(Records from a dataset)
BEGIN

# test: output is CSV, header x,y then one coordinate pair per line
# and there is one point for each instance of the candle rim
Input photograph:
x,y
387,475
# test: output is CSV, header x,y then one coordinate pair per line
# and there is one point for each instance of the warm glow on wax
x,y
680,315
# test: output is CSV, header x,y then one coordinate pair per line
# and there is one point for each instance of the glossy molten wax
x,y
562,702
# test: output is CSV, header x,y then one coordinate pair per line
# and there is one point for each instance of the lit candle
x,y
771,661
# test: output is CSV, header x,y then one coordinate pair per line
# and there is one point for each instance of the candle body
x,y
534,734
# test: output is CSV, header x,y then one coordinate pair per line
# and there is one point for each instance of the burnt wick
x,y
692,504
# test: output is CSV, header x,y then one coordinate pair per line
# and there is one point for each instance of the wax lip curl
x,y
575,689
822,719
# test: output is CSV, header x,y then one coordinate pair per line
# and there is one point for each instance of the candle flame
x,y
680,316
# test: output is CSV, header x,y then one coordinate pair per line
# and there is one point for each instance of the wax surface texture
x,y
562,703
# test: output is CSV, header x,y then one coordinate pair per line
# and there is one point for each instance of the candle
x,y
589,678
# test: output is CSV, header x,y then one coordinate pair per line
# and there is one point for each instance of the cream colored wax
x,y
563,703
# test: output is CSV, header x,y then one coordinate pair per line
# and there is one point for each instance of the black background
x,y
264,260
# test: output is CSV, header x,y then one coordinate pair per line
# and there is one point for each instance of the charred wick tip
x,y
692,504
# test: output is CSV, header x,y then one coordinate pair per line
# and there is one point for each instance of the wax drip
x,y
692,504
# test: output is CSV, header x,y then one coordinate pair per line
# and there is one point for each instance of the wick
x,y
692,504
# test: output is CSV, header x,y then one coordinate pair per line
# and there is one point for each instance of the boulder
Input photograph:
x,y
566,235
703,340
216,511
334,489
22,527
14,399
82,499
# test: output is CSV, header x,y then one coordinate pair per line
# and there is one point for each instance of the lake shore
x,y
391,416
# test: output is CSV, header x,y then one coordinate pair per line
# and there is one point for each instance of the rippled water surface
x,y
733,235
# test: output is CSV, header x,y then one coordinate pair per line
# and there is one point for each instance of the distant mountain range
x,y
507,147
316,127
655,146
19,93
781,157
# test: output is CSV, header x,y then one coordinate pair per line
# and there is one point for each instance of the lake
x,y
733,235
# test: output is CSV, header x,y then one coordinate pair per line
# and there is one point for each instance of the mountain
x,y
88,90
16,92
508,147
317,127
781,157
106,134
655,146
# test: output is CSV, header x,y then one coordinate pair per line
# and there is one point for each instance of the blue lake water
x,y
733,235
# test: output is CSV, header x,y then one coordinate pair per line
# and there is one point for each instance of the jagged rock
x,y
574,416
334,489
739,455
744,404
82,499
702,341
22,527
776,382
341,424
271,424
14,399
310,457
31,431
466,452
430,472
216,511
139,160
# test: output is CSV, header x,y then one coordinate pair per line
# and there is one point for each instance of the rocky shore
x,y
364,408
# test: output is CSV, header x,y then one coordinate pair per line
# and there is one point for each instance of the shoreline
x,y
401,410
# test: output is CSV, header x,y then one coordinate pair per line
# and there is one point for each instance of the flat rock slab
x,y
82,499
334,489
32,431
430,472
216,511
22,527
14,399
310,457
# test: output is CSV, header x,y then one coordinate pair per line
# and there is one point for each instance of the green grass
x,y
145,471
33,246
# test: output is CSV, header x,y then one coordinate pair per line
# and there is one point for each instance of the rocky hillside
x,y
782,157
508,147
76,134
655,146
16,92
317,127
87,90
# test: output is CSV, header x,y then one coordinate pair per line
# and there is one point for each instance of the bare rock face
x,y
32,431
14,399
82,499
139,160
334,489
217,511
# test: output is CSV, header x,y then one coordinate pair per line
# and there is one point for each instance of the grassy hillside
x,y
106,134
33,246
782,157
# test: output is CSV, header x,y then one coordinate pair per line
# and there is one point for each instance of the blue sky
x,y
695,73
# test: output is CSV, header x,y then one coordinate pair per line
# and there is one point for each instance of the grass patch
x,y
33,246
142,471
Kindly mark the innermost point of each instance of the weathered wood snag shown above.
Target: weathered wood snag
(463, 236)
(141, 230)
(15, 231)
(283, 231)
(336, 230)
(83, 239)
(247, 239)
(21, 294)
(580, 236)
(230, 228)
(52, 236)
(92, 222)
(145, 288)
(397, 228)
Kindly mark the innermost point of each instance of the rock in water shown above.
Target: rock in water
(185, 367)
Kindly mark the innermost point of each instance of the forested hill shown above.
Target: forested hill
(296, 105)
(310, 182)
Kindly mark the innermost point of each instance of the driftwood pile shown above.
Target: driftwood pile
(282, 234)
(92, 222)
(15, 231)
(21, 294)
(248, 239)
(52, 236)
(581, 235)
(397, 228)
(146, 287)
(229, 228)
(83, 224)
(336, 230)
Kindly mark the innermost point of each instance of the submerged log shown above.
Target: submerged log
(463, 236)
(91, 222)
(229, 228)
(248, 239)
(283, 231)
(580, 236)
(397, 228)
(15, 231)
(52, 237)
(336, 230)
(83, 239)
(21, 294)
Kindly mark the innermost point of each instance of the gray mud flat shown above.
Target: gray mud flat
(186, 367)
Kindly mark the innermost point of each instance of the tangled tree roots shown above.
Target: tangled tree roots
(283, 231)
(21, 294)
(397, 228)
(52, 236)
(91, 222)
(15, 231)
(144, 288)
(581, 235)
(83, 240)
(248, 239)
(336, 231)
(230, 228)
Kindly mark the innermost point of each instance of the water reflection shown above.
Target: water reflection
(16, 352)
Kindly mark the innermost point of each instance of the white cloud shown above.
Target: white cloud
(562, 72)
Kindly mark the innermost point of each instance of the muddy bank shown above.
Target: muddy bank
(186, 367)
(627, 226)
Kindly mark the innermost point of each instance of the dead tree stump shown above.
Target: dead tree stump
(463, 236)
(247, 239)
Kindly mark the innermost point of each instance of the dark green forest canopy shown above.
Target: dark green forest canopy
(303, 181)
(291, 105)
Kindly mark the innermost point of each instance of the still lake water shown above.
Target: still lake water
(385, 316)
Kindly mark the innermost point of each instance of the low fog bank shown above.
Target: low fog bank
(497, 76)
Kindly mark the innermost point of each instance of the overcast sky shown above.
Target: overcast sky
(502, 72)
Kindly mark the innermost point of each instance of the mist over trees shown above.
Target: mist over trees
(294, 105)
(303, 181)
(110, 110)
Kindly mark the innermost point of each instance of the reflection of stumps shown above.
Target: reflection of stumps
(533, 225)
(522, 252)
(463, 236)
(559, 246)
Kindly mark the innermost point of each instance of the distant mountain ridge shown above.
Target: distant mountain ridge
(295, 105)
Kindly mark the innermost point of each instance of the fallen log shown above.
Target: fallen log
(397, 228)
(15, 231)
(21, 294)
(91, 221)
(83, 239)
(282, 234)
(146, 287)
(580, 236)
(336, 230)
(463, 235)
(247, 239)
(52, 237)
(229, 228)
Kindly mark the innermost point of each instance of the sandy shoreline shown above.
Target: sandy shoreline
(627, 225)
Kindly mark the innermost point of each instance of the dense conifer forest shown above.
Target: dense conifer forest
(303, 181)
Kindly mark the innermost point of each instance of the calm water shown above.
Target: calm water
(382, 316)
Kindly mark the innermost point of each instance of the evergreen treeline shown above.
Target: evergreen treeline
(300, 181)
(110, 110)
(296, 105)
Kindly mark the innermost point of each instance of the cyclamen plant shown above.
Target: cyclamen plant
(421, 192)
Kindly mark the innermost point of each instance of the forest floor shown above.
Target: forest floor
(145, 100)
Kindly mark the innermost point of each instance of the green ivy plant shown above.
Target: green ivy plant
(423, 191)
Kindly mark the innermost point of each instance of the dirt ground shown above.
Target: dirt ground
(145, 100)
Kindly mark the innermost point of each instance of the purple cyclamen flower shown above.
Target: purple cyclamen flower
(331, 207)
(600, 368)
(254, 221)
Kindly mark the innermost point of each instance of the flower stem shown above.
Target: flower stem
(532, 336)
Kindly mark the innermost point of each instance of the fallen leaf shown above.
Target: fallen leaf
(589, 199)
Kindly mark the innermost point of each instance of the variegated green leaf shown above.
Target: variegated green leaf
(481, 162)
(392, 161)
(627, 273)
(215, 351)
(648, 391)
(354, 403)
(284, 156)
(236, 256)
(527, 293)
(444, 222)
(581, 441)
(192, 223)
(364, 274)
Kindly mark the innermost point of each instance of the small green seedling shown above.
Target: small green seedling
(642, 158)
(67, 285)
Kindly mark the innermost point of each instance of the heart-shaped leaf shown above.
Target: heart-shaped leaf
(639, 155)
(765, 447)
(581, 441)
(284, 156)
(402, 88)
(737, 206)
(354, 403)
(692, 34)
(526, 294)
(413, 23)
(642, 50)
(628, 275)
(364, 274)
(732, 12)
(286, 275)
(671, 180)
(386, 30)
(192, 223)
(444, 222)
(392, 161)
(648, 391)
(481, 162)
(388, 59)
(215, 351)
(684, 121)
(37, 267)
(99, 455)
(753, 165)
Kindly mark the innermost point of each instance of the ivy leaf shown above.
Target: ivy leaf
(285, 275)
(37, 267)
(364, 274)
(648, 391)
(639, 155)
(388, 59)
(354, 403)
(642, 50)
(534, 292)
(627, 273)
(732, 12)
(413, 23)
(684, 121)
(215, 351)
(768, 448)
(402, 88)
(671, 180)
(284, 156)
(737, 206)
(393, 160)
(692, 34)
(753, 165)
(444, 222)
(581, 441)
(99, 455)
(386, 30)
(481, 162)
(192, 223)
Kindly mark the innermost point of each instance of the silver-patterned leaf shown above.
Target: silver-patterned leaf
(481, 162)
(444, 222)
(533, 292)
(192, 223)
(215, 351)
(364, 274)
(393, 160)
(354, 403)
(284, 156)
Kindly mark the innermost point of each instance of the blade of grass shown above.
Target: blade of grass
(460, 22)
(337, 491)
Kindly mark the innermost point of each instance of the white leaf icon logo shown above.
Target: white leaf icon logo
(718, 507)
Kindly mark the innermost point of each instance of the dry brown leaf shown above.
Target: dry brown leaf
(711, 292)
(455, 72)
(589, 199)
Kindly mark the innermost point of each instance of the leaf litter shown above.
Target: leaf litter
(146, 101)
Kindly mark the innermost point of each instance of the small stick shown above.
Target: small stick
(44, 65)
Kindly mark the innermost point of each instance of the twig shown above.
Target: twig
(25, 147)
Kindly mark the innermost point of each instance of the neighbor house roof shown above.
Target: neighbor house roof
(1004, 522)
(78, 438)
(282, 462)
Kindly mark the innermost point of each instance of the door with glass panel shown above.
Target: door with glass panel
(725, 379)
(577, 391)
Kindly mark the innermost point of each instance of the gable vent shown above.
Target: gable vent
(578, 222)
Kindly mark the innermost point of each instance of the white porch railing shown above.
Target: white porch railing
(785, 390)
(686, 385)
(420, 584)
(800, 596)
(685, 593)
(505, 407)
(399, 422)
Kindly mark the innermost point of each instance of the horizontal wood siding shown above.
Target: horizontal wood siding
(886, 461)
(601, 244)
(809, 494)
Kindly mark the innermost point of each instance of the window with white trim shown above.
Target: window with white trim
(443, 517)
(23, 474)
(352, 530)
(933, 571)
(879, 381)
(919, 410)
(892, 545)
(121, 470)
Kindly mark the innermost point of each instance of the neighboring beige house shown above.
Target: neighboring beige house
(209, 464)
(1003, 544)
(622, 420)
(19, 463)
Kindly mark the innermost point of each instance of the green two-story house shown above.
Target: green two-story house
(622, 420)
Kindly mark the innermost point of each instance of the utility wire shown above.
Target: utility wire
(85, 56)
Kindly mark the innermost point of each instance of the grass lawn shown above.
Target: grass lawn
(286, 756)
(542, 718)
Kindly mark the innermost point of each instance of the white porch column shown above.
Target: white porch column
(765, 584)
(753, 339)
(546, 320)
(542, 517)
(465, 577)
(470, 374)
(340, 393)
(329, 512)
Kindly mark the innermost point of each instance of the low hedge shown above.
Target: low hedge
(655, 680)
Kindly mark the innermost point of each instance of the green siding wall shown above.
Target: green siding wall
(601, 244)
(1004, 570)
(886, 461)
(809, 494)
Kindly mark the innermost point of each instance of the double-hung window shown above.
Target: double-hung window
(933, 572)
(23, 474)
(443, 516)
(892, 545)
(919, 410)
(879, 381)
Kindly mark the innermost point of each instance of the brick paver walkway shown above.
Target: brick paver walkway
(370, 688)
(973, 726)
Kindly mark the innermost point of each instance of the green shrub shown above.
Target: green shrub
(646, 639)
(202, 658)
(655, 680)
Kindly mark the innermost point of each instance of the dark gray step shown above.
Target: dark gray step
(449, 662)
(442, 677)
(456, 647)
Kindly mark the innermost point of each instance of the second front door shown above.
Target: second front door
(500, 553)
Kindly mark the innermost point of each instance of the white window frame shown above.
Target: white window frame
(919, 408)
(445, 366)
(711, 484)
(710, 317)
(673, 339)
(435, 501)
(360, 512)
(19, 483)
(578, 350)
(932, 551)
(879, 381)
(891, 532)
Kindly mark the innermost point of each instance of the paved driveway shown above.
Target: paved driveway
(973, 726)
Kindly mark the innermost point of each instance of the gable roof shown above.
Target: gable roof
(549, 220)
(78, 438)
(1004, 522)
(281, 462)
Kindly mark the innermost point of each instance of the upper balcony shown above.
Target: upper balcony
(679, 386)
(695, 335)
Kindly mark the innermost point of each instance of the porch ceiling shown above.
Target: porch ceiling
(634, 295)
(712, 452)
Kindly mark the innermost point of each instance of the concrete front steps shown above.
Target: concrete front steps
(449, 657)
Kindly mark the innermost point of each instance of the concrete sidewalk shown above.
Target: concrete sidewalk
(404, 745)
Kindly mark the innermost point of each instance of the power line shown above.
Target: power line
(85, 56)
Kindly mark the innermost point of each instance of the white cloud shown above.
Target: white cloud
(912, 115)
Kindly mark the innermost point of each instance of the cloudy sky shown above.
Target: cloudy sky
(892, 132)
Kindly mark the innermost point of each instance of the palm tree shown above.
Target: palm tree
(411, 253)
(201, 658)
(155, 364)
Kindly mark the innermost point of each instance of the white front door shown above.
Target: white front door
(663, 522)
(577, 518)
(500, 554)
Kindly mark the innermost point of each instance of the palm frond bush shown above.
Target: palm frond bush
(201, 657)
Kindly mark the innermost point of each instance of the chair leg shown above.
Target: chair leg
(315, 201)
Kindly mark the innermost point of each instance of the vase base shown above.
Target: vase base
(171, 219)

END

Both end lines included, restate word for word the lines above from the line with "Kindly mark the innermost point of each instance of the blade" to the line with "Kindly mark the innermost point of each instance of the door", and nothing else.

RESPONSE TO THE TASK:
Kindly mark the innermost point of each instance of the blade of grass shown above.
Target: blade of grass
(460, 22)
(337, 491)
Kindly mark the innermost point of each instance of the white leaf icon logo shown above.
Target: white leaf icon logo
(718, 507)
Kindly mark the innermost point of each instance of the dry brown leaf shown above.
Target: dry brown leaf
(711, 292)
(455, 72)
(589, 199)
Kindly mark the innermost point of each instance of the leaf litter shown above.
Target: leaf litter
(146, 101)
Kindly mark the innermost point of each instance of the small stick shown above.
Target: small stick
(44, 65)
Kindly mark the innermost point of each instance of the twig shown above.
Target: twig
(25, 147)
Kindly mark the innermost point of each instance of the neighbor house roof shown above.
Target: neighbor house roof
(1004, 522)
(78, 438)
(282, 462)
Kindly mark the innermost point of each instance of the door with glass panel shown above.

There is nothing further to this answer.